Rewrite the data from the line containing "Return one point per instance of the roof" through the end of the data, changing "round mirror" to "circular mirror" and keeping everything else the same.

-- Start of Records supplied --

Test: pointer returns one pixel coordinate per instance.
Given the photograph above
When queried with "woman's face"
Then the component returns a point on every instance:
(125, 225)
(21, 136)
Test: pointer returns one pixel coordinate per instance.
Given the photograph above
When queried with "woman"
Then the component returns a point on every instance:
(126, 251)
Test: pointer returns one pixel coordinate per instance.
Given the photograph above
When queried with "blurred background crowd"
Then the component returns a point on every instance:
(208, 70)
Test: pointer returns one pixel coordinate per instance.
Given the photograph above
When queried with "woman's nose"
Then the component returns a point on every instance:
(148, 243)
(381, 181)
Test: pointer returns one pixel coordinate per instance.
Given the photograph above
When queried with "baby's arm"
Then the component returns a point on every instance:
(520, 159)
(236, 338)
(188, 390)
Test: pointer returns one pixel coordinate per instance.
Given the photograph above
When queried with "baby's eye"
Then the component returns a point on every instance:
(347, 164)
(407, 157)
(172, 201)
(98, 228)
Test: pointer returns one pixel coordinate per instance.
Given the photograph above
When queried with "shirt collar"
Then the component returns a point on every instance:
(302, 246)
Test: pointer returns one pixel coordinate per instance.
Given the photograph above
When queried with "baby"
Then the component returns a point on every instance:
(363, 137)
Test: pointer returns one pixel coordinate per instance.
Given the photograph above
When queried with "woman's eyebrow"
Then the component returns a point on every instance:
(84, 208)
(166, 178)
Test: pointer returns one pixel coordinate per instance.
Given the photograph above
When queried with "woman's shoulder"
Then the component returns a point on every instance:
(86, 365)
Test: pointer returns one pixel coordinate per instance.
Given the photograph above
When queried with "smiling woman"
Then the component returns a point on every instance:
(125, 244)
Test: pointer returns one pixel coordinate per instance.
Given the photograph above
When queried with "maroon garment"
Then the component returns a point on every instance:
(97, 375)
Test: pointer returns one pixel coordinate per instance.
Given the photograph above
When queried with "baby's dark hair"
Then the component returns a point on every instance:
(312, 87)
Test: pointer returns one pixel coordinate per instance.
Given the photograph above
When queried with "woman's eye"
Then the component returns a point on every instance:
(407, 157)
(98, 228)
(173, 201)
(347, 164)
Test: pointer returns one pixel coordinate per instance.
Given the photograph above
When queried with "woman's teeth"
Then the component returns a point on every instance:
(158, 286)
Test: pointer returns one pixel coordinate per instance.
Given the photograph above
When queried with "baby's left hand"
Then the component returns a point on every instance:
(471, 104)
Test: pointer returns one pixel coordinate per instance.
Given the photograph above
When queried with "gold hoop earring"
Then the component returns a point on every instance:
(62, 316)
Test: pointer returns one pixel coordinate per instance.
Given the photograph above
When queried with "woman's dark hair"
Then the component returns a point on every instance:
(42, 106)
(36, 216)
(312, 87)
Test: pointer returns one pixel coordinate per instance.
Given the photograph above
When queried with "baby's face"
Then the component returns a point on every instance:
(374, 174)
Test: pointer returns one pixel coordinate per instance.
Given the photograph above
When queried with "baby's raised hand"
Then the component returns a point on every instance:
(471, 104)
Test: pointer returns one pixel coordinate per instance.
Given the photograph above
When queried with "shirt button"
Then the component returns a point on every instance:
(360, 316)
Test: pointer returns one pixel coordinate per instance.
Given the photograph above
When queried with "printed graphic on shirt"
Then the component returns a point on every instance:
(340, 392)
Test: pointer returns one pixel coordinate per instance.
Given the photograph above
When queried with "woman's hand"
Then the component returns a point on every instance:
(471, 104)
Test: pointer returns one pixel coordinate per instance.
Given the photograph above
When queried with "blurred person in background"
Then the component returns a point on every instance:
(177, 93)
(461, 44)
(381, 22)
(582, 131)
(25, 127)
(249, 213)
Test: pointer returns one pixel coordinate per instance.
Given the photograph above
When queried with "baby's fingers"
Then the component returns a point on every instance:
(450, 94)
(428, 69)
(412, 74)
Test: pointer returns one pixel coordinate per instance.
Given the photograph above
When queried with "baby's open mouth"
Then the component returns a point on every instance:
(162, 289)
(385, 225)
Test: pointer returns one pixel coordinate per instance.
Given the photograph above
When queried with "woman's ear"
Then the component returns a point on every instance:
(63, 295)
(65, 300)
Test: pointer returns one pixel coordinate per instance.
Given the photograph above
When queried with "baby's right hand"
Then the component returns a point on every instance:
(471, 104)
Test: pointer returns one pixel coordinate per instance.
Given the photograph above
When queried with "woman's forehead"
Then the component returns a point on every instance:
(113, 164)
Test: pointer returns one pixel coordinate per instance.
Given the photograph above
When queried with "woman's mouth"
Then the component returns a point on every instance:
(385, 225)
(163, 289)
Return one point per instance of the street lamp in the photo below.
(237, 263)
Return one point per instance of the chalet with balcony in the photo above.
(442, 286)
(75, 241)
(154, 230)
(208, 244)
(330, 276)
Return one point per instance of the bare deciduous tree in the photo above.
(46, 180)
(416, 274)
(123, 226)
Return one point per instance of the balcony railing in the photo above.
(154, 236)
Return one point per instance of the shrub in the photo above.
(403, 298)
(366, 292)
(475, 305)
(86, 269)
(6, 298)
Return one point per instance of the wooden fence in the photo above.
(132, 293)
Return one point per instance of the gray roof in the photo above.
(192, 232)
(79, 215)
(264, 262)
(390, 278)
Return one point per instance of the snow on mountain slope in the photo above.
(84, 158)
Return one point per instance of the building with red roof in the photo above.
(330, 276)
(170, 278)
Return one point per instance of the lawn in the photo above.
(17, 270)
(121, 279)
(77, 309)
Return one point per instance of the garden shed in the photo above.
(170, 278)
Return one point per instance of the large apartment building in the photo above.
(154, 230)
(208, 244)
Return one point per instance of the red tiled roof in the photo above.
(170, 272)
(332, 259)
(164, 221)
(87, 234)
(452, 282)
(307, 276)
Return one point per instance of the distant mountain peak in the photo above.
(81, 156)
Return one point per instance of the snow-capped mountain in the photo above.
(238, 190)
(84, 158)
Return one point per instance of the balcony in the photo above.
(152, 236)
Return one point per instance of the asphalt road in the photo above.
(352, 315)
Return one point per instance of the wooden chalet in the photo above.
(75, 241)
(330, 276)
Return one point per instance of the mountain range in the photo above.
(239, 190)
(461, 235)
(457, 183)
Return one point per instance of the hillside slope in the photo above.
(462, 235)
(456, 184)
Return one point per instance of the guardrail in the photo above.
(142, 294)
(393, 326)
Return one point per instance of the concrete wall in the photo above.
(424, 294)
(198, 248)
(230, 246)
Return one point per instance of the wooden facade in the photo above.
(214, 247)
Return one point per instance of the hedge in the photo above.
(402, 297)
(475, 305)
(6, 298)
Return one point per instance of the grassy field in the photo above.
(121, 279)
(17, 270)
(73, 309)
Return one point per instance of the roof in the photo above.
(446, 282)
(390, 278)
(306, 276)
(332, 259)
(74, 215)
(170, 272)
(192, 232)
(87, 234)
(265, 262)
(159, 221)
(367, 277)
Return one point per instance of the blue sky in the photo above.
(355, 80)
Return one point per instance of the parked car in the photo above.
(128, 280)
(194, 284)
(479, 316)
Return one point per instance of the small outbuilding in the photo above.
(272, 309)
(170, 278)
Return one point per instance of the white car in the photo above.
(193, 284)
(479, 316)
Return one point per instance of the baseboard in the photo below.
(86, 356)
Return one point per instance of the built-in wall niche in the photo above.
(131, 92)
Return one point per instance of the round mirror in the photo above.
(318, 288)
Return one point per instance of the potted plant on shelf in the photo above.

-- End of Records supplied --

Response below:
Return one point per instance of the roof in the photo above.
(446, 282)
(390, 278)
(306, 276)
(332, 259)
(74, 215)
(170, 272)
(192, 232)
(87, 234)
(265, 262)
(159, 221)
(367, 277)
Return one point per instance of the blue sky in the photo above.
(355, 80)
Return one point per instance of the parked car in the photo above.
(128, 280)
(194, 284)
(479, 316)
Return one point per instance of the small outbuilding in the photo above.
(272, 309)
(170, 278)
Return one point per instance of the white car in the photo above.
(193, 284)
(479, 316)
Return one point per instance of the baseboard in the photo below.
(86, 356)
Return one point per instance of the built-in wall niche in the photo above.
(131, 92)
Return one point per instance of the circular mirror in the photo above.
(318, 288)
Return one point per instance of the potted plant on shelf in the photo above.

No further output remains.